- _Activity_
Retype the entries in full.

- _Source material_
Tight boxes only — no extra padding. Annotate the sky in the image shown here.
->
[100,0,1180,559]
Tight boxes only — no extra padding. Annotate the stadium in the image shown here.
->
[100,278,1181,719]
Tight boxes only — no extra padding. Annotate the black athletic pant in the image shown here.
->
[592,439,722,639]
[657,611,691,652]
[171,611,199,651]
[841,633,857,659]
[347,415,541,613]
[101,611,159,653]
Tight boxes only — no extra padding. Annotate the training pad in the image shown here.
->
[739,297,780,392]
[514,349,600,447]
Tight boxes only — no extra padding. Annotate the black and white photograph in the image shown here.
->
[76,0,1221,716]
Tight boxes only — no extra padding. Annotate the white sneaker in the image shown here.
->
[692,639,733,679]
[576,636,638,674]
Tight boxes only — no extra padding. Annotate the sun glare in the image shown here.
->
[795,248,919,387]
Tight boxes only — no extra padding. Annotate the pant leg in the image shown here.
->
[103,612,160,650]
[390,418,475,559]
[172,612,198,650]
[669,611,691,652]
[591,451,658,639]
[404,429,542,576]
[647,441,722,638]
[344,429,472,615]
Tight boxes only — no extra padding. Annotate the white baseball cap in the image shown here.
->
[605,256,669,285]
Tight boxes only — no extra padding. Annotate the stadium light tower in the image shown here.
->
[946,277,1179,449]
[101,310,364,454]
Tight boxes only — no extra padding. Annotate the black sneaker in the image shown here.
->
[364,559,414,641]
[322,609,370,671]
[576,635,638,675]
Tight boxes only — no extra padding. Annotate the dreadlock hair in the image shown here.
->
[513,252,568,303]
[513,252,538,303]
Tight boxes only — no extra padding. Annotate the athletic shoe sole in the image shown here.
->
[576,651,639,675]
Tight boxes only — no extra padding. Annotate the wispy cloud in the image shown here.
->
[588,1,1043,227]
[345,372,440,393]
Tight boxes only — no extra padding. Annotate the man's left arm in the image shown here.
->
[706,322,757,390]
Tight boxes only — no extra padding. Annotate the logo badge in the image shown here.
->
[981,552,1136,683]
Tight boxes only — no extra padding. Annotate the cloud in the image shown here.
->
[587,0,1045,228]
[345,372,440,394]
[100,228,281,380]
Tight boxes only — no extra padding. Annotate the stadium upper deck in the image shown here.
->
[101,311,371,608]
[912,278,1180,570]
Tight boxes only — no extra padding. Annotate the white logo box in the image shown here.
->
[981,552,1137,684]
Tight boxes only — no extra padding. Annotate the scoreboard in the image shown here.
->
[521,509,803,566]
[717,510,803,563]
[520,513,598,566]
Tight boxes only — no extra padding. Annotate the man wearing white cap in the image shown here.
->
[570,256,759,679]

- _Response below_
Tight boxes only — no extra padding. Annotate the sky in the image shown here.
->
[100,0,1180,559]
Tight boxes only — no extra padding. Annotate the stadium in the image shown here.
->
[100,278,1181,719]
Tight boxes only — no extra padding. Annotate the black athletic pant in the image shown here.
->
[592,439,722,639]
[657,611,691,652]
[171,611,199,651]
[841,633,857,659]
[347,415,541,613]
[101,611,159,653]
Tight boxes only — no extra padding. Annotate the training pad in the image shown here.
->
[739,297,780,392]
[514,349,600,447]
Tight boxes only — no extra padding. Annotate the black and white photograph in the image shown here.
->
[76,0,1221,716]
Tight boxes only — no extra padding. Annotate the white sneaker in the image shown here.
->
[692,639,733,679]
[576,636,638,674]
Tight boxes only — no extra padding. Annotate the sun glare in the image shown here.
->
[795,248,919,387]
Tight boxes only — no extra padding. Annotate the pant leg in the image shown here.
->
[103,612,160,650]
[390,418,475,559]
[172,612,198,650]
[669,611,691,652]
[591,451,658,639]
[404,429,542,576]
[647,441,722,638]
[344,429,472,615]
Tight boxes only — no extra padding. Annotate the white baseball cap in the image shown here.
->
[605,256,669,285]
Tight boxes only — no extra padding. Annotate the stadium light tower in the image shown here.
->
[946,277,1179,449]
[101,310,364,454]
Tight boxes only — no extra padding. Annotate the black sneaker in the image shown here.
->
[364,559,414,641]
[322,609,370,671]
[576,635,638,675]
Tight boxes only — no extra padding. Annotate the dreadlock hair in the image shown here.
->
[513,252,568,303]
[513,252,538,303]
Tight boxes only — no extra padding. Annotate the athletic shoe sole in the image shown here.
->
[576,651,639,675]
Tight boxes only — no extra padding. Annotate the wispy cloud in the image shown here.
->
[588,1,1043,227]
[345,372,440,393]
Tight boxes only — no extra padding. Annotate the man's left arm in the image shown here.
->
[706,322,757,390]
Tight boxes only — no extra padding. Annotate the logo badge in the image shown here.
->
[981,552,1136,683]
Tight boxes only — no extra padding. Annotate the cloud in the image shown here.
->
[587,0,1045,228]
[345,372,440,394]
[100,228,281,380]
Tight boxes only — no extra padding. Annotate the stadium upper deck in the image shown here.
->
[101,311,371,608]
[912,278,1180,570]
Tight boxes only — no extra padding. Annotate the white logo box in the image shown here.
->
[981,552,1137,684]
Tight boxes only — no extra padding. Annotate the scoreboard in the image shown here.
->
[521,509,803,566]
[717,510,803,563]
[520,513,598,566]
Tight boxes only — no extra padding. Annotate the man wearing white cap in the image shown here.
->
[570,256,759,679]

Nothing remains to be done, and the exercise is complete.